▸ **Source text**

Single by Sawyer Brown

from the album Drive Me Wild
- B-side: "We're Everything to Me"
- Released: November 9, 1998
- Genre: Country
- Length: 3:35
- Label: Curb
- Songwriter(s): Mark Miller Gregg Hubbard Mike Lawler
- Producer(s): Mark Miller Mac McAnally

Sawyer Brown singles chronology
| "Small Talk" (1998) | "Drive Me Wild" (1998) | "I'm In Love with Her" (1999) |

= Drive Me Wild (song) =

"Drive Me Wild" is a song written by Mark Miller, Gregg Hubbard and Mike Lawler, and recorded by American country music group Sawyer Brown. It was released in November 1998 as the first single and title track from the album Drive Me Wild. The song reached number 6 on the Billboard Hot Country Singles & Tracks chart. This was the band's last top 10 hit.

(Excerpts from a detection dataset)
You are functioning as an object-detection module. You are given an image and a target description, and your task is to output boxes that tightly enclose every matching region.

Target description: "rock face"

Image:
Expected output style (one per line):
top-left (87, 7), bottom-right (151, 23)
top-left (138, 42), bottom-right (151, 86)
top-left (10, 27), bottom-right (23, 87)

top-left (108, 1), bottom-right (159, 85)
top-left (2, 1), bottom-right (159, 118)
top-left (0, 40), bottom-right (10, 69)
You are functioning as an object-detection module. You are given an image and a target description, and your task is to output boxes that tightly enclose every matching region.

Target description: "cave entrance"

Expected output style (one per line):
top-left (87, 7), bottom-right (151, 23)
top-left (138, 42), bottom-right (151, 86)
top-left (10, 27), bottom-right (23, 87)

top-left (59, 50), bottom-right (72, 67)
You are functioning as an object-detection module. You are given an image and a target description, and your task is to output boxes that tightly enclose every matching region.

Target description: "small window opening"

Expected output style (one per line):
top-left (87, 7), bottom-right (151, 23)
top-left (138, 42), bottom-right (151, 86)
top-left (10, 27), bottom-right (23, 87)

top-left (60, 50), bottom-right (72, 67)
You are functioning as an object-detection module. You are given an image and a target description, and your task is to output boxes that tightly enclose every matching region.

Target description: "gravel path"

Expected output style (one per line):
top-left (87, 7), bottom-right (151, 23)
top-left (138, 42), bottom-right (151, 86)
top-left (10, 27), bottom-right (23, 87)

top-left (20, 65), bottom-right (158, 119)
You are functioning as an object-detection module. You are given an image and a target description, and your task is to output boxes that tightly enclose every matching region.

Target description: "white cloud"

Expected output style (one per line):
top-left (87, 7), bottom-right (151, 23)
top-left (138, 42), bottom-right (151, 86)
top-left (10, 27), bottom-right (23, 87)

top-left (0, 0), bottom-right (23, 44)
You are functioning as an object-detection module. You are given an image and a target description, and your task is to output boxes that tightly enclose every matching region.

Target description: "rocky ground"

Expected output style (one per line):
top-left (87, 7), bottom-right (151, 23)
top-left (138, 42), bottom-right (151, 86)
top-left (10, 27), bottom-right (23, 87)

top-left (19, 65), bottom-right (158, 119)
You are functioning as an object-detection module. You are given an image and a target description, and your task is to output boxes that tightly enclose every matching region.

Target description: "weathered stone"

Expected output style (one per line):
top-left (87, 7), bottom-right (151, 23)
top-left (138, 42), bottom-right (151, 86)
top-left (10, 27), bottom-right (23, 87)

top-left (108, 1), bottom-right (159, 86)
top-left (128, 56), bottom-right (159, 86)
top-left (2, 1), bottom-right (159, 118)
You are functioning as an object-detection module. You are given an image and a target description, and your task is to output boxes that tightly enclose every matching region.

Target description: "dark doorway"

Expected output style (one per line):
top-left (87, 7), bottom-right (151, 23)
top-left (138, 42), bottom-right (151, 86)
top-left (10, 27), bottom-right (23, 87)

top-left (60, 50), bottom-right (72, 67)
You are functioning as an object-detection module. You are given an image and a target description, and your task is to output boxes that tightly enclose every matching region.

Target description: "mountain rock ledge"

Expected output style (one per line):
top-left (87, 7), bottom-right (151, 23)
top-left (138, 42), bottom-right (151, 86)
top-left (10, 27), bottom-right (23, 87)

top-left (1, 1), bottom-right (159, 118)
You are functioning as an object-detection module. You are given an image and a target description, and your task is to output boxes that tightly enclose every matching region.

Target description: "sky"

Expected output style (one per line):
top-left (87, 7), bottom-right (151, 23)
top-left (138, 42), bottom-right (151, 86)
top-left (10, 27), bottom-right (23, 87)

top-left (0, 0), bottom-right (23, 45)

▸ **Problem statement**
Name every individual person credited as a songwriter or producer in the song article. This material was taken from a separate source.

▸ **Response for this exercise**
Mark Miller, Gregg Hubbard, Mike Lawler, Mac McAnally